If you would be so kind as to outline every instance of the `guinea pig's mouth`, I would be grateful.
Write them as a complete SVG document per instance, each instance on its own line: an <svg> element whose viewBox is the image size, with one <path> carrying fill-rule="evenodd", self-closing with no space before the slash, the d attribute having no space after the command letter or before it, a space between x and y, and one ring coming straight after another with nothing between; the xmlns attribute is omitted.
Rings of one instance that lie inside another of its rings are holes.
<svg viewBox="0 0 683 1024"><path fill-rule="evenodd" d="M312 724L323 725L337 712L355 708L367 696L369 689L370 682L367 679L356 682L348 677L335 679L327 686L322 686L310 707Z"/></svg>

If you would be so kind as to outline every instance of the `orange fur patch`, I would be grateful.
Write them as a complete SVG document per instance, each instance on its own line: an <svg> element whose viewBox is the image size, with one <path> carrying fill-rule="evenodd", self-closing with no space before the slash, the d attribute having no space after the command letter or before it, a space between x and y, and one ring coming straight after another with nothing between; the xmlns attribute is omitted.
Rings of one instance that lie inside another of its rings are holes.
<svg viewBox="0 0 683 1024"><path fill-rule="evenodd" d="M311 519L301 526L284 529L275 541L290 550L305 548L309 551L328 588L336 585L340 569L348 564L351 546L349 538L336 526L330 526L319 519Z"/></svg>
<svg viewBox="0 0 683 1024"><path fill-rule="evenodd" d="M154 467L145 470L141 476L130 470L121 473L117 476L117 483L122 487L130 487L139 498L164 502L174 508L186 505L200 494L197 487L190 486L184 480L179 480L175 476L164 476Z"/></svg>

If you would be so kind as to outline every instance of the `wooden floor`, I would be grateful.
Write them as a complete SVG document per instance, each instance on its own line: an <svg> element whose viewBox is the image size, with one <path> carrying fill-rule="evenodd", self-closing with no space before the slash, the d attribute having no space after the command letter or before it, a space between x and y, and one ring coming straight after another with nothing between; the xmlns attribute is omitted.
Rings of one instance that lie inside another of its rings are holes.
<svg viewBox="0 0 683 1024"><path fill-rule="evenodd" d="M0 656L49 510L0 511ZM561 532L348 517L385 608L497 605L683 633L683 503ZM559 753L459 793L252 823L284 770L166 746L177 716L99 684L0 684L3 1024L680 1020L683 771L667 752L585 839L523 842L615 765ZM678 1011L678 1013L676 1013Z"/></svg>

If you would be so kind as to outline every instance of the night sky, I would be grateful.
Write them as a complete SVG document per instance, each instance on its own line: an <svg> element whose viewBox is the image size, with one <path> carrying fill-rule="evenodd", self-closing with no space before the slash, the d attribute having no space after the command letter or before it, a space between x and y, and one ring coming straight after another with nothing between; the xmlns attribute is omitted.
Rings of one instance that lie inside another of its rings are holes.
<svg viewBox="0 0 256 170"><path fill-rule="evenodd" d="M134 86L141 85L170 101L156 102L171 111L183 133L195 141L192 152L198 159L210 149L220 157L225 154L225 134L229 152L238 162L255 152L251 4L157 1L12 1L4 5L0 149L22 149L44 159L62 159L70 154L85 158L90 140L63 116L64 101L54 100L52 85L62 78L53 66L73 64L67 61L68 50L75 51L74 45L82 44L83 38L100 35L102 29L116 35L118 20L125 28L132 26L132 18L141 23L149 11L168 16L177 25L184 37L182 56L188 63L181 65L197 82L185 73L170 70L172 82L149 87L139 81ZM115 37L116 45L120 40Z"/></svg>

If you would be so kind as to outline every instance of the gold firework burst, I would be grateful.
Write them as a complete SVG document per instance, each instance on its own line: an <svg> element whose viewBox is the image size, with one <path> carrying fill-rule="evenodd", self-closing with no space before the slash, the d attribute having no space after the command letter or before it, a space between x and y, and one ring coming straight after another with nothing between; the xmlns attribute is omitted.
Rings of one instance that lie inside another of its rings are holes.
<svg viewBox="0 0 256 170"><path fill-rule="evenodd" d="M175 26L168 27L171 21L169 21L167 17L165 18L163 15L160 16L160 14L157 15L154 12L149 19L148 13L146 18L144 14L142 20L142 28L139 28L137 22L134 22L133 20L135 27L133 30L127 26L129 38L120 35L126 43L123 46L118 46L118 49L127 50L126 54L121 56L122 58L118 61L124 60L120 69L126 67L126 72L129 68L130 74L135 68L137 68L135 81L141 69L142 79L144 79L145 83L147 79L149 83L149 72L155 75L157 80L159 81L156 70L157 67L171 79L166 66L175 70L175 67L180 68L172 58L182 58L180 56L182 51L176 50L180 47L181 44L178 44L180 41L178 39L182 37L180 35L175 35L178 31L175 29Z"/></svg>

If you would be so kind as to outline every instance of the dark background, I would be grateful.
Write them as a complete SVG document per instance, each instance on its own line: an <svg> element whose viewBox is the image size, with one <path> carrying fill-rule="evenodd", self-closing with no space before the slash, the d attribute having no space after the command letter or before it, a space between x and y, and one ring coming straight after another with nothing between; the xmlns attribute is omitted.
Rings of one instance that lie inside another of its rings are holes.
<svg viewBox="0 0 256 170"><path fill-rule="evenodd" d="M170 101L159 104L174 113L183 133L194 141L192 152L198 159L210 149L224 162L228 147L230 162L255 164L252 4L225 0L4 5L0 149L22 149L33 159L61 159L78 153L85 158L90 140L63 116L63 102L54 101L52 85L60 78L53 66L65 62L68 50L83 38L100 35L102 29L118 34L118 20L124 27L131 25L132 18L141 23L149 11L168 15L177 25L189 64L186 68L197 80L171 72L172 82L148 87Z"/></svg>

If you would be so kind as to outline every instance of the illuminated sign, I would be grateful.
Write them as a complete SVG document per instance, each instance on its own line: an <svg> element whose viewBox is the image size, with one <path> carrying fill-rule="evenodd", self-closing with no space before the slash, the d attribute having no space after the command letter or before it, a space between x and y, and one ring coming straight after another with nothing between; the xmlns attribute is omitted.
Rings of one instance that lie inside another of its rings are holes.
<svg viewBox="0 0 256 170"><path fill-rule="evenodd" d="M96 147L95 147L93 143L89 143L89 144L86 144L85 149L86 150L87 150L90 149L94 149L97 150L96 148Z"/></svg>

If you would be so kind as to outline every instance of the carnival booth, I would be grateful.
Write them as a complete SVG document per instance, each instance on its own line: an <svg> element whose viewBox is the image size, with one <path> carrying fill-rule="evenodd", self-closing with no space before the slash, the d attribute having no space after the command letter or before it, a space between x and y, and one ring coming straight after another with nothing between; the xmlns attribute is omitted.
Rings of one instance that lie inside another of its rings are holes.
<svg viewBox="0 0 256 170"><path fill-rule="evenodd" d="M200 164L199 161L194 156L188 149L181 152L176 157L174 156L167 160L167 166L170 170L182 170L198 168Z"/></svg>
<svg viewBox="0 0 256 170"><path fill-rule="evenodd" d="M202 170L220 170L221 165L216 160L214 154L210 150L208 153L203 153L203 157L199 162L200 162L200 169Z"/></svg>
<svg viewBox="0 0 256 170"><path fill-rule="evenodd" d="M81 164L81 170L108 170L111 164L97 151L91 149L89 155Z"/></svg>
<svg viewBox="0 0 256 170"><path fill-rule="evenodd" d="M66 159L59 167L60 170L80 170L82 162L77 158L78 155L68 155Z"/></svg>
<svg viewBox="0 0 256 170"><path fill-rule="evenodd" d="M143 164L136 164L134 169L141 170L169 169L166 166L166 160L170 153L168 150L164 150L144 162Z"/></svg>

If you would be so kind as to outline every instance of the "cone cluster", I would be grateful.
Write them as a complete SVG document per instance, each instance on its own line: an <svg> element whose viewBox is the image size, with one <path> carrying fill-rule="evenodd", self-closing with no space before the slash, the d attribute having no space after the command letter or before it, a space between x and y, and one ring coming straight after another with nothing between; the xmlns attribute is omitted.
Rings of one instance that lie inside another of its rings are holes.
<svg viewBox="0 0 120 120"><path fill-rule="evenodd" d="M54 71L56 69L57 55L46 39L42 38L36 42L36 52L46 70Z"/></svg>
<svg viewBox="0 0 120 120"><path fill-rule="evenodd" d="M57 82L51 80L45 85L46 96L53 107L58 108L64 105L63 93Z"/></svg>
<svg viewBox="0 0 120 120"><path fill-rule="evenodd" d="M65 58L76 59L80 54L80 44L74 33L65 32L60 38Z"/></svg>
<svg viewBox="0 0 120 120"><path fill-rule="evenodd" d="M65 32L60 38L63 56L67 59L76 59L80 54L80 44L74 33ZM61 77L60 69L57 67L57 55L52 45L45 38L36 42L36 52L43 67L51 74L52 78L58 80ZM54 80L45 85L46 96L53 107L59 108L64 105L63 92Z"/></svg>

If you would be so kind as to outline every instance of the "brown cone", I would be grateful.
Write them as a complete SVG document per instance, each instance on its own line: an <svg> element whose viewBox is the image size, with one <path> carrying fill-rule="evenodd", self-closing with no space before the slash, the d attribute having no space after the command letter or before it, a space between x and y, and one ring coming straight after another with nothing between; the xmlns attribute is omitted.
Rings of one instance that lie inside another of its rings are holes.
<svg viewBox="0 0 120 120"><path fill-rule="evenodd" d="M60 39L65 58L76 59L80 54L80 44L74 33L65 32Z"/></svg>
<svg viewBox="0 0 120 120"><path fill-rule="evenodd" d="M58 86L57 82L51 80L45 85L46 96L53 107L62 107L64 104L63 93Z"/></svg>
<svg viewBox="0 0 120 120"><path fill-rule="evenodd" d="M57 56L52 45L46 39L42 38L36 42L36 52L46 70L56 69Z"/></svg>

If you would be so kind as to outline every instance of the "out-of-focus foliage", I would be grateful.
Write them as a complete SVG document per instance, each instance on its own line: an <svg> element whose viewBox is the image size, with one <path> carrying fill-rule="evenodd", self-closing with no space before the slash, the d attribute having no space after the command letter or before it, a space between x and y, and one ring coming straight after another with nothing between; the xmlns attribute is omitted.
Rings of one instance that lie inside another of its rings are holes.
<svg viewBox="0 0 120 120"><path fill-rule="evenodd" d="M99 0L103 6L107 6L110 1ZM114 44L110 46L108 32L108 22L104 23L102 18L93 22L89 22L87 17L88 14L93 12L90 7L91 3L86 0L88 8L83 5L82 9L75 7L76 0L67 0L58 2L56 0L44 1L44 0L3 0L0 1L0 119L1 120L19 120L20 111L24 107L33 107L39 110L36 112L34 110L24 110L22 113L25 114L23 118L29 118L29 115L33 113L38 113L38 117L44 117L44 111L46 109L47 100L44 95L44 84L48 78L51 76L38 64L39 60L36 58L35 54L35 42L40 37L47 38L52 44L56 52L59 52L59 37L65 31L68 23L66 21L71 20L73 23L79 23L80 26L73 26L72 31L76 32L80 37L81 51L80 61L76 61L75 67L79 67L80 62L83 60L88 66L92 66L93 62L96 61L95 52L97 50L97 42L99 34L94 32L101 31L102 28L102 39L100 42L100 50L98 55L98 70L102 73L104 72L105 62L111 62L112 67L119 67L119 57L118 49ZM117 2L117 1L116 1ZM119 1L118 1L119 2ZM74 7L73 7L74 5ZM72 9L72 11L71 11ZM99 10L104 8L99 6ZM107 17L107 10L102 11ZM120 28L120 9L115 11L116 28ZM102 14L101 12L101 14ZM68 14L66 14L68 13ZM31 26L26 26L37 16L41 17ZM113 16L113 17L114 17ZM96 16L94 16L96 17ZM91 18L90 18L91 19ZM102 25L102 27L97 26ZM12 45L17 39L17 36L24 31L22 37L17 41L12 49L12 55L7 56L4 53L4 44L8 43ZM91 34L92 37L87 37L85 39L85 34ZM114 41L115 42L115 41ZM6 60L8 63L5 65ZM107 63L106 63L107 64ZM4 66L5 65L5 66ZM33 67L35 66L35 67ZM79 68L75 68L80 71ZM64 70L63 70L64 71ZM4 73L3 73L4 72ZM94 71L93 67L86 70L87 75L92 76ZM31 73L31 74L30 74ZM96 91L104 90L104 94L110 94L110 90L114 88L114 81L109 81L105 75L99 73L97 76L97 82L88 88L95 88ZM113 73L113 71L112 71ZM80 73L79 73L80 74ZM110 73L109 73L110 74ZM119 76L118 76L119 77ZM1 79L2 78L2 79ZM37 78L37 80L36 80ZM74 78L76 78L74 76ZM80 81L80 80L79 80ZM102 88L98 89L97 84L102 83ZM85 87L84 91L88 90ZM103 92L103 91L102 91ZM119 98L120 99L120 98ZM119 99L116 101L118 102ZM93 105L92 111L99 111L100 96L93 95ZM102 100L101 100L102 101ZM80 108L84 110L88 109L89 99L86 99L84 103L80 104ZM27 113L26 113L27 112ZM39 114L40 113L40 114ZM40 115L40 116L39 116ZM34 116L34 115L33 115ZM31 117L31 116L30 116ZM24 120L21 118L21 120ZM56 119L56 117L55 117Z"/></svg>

= = = = =

= AIM =
Return the material above word for word, starting at its first line and ending at the line containing "724L323 725L337 712L355", with both ends included.

= EXERCISE OUTPUT =
If you would be so kind as to outline every instance of the `guinea pig's mouth`, I would be grateful.
Write them as a complete SVG document per instance, each instance on its own line: an <svg> element whose viewBox is the image size, with one <path> carrying fill-rule="evenodd", self-closing with no space before the slash, the d attribute having no space after the command letter or before it, a space between x and y, and one ring coming straight after another with nothing between; the xmlns attribute is omitted.
Rings of one instance that lie inside another of its rings are holes.
<svg viewBox="0 0 683 1024"><path fill-rule="evenodd" d="M312 724L323 725L337 712L355 708L367 696L369 689L370 682L367 679L356 682L348 677L335 679L327 686L322 686L310 707Z"/></svg>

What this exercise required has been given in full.